## [Given request A]
Answer these three questions from the Amazon product image guide below.
(i) What image size does the guide recommend?
(ii) What RGB value must a main image background have?
(iii) In most categories, how should shoes appear in the main image?
## [Given request B]
Resume the Amazon product image guide below, starting right after its final sentence.

## [Text section]
-*-*-
Amazon Product Image Requirements and Best Practices (2026)
I’ve watched sellers pour thousands into product sourcing, negotiate killer wholesale deals, and then tank their own listings with sloppy images. It’s the most expensive unforced error in e-commerce. Listings with high-quality, compliant images convert at 2-3x the rate of those with mediocre visuals — and Amazon doesn’t just prefer good images, they’ll actively suppress your listing if you break their rules.
This guide covers every image requirement you need to hit in 2026, from the main image rules that trip up even experienced sellers to A+ Content specs and a batch workflow for getting your entire catalog upload-ready without losing your mind.
The Technical Baseline Every Image Must Hit
Before we get into the nuances, here’s the foundation. Every single image you upload to Amazon needs to meet these specs — no exceptions.
| Specification | Requirement |
|---|---|
| Minimum size | 1000 x 1000 px (enables zoom) |
| Maximum size | 10,000 x 10,000 px |
| Recommended size | 2000 x 2000 px |
| Accepted formats | JPEG (.jpg), PNG, TIFF, GIF (non-animated) |
| Color profile | sRGB |
| Color mode | RGB (not CMYK) |
Why 2000x2000 and not just 1000x1000? Amazon’s zoom function needs at least 1000px on the longest side to activate, but 2000x2000 delivers actually crisp zoom on both desktop and mobile. I’ve tested going higher — 3000px, even 4000px — and honestly, you’re just adding upload time for no visible payoff on most products. Stick with 2000.
One more thing: go square. Non-square images get displayed with white padding in search results, and that wasted space makes your product look smaller next to competitors who bothered to crop correctly.
Main Image Rules (Where Most Sellers Get Burned)
Your main image — the hero shot that shows up in search results, the buy box, and category pages — is the single most scrutinized image in your listing. Amazon runs automated image recognition on these, and they’re ruthless about enforcement.
Here’s what’s non-negotiable for main images:
- Pure white background — and I mean pure. RGB 255, 255, 255. Not “close to white,” not “off-white that looks fine on my monitor.” I’ve seen listings get suppressed over backgrounds that were 250, 250, 250. Amazon’s algorithm doesn’t care that it looks white to human eyes.
- Product fills 85% or more of the frame. Tiny products floating in a sea of white background signal “I didn’t try.”
- No text, logos, or watermarks — nothing. Not your brand name, not a size label, nothing.
- No props or extras not included in the purchase. If it’s not in the box, it’s not in the main image.
- Sharp focus, accurate color, proper exposure. This should go without saying, but scroll through any Amazon category and you’ll see how many sellers miss this.
- No packaging — unless packaging is a genuine selling feature, like a premium gift box.
Category-specific wrinkles to watch for:
Apparel has its own world of rules. You need a human model or flat-lay; ghost mannequins work in most apparel categories, but hangers are a no-go for main images. Shoes? Single shoe, 45-degree angle in most categories. Books need the front cover. Bundles need every item visible in the shot.
What actually triggers suppression: The biggest offenders I see repeatedly are visible watermarks (photographers, please stop putting these on product images), colored or lifestyle backgrounds that somehow ended up as the main image, text overlays like “Best Seller!” plastered across the photo, and images under 1000px that can’t zoom. Amazon’s bot catches these fast, sometimes within hours of upload.
-*-*-
Items from a data source:

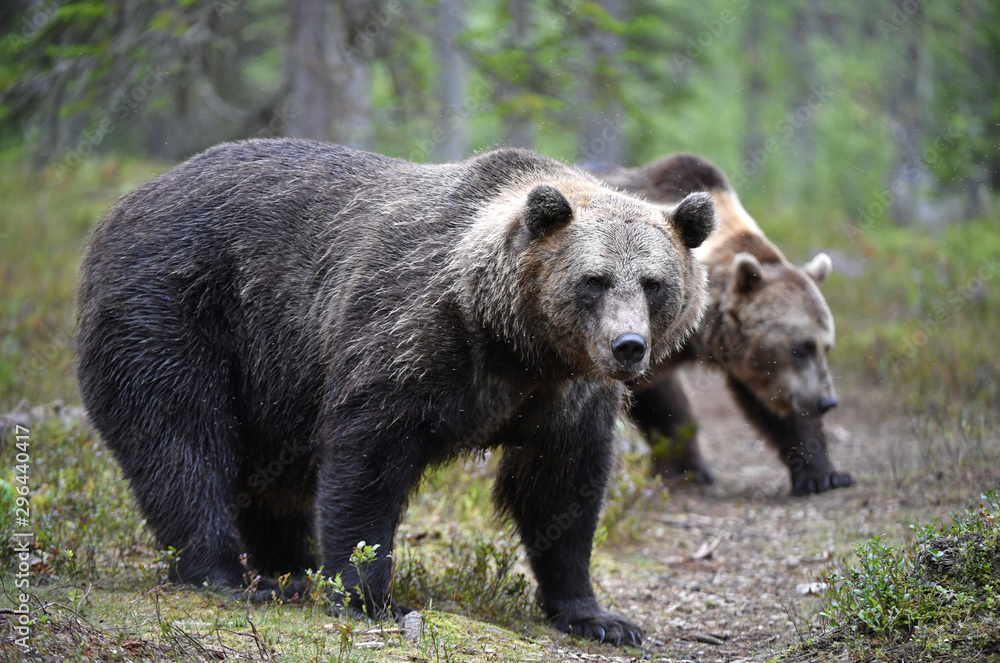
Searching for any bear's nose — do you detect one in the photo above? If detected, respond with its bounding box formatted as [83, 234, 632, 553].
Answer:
[611, 334, 646, 366]
[817, 396, 837, 414]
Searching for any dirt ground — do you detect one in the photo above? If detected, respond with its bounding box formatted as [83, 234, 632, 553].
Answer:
[576, 370, 1000, 661]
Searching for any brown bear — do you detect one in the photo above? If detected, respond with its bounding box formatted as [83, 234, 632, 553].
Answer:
[78, 140, 715, 643]
[586, 154, 854, 495]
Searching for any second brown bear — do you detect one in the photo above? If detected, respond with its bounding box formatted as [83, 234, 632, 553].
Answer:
[587, 154, 854, 495]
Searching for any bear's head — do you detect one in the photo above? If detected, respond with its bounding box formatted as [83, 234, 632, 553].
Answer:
[464, 182, 716, 380]
[709, 252, 837, 416]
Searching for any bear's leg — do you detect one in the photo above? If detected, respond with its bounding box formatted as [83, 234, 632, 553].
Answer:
[100, 396, 252, 588]
[629, 371, 715, 484]
[77, 324, 268, 600]
[316, 420, 427, 616]
[239, 503, 319, 595]
[494, 384, 642, 644]
[727, 378, 854, 495]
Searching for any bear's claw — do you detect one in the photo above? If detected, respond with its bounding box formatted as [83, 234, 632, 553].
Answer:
[792, 471, 854, 497]
[553, 610, 643, 646]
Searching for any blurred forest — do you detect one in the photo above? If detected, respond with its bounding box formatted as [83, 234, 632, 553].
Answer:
[0, 0, 1000, 227]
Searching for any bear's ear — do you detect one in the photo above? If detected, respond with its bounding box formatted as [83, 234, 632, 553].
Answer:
[802, 253, 833, 283]
[733, 253, 764, 294]
[671, 191, 716, 249]
[524, 184, 573, 237]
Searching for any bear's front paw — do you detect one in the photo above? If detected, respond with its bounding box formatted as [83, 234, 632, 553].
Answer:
[551, 609, 642, 646]
[792, 470, 854, 497]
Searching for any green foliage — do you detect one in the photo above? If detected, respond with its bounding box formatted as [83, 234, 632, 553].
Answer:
[392, 531, 533, 627]
[823, 491, 1000, 661]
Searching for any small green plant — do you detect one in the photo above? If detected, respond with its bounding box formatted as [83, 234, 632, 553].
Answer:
[823, 491, 1000, 660]
[393, 532, 532, 626]
[345, 541, 380, 618]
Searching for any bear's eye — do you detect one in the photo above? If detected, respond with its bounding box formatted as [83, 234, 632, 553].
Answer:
[792, 341, 816, 359]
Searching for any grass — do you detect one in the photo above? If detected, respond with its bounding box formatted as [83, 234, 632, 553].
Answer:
[0, 413, 663, 661]
[812, 492, 1000, 661]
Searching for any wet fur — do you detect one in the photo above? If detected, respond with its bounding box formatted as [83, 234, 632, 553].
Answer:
[77, 140, 714, 642]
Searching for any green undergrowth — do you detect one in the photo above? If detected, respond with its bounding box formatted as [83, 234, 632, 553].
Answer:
[812, 491, 1000, 661]
[0, 411, 665, 662]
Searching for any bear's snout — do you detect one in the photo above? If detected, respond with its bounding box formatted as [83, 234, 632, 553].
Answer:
[611, 333, 646, 366]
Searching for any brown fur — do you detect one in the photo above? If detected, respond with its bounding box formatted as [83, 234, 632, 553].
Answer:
[77, 140, 715, 644]
[594, 154, 853, 494]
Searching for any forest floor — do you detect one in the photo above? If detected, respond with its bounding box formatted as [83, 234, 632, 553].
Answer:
[0, 366, 1000, 663]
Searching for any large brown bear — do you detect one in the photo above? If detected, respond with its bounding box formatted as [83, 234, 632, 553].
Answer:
[587, 154, 854, 495]
[78, 140, 715, 643]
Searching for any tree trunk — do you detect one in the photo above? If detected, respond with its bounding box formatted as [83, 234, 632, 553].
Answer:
[285, 0, 334, 140]
[577, 0, 627, 164]
[498, 0, 535, 147]
[434, 0, 468, 161]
-*-*-
## [Expected answer A]
(i) 2000 x 2000 px
(ii) RGB 255, 255, 255
(iii) As a single shoe at a 45-degree angle

## [Expected answer B]
Making Your Secondary Images Actually Sell
Amazon gives you 6-8 secondary image slots (7-9 total with the main image, depending on category), and here’s a stat that should motivate you: sellers who fill every slot consistently outperform those who upload three images and call it a day. Every empty slot is money left on the table.
But don’t just throw in random angles. Each image should earn its spot.
Start with a lifestyle shot — the product in context, being used by a real person in a real setting. This is what bridges the gap between “I’m looking at a product” and “I can see myself using this.” Follow that with an infographic calling out your key features: dimensions, materials, whatever makes you different. Three to five callouts, clean fonts at 30pt minimum, your brand colors. More than five callouts and it turns into visual noise.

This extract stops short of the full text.